▸ What you need to do
Rewrite the rows starting at the first one and ending at the one that contains "positive clicks: (779, 147) (770, 135)", replacing "positive" with "foreground" and leaving everything else unchanged.

(Stored data)
* * * * *

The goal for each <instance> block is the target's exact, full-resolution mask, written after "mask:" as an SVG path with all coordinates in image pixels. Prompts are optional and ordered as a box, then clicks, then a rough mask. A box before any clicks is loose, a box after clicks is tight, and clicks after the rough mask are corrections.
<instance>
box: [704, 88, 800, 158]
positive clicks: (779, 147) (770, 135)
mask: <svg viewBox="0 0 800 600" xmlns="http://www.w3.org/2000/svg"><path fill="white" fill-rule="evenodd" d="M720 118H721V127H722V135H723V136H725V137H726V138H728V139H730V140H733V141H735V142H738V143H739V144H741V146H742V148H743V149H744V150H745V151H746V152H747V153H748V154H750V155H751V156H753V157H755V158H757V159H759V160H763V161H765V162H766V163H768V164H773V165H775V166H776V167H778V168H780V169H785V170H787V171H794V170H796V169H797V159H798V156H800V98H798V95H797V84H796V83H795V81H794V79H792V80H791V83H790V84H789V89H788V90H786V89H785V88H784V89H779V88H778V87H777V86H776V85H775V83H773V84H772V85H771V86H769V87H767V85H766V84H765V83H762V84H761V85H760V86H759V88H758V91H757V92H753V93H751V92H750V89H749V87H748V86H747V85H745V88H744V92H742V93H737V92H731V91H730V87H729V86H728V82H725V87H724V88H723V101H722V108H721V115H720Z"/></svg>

* * * * *

▸ Solution to the problem
The goal for each <instance> block is the target's exact, full-resolution mask, written after "mask:" as an SVG path with all coordinates in image pixels. Prompts are optional and ordered as a box, then clicks, then a rough mask. A box before any clicks is loose, a box after clicks is tight, and clicks after the rough mask are corrections.
<instance>
box: [704, 88, 800, 158]
foreground clicks: (779, 147) (770, 135)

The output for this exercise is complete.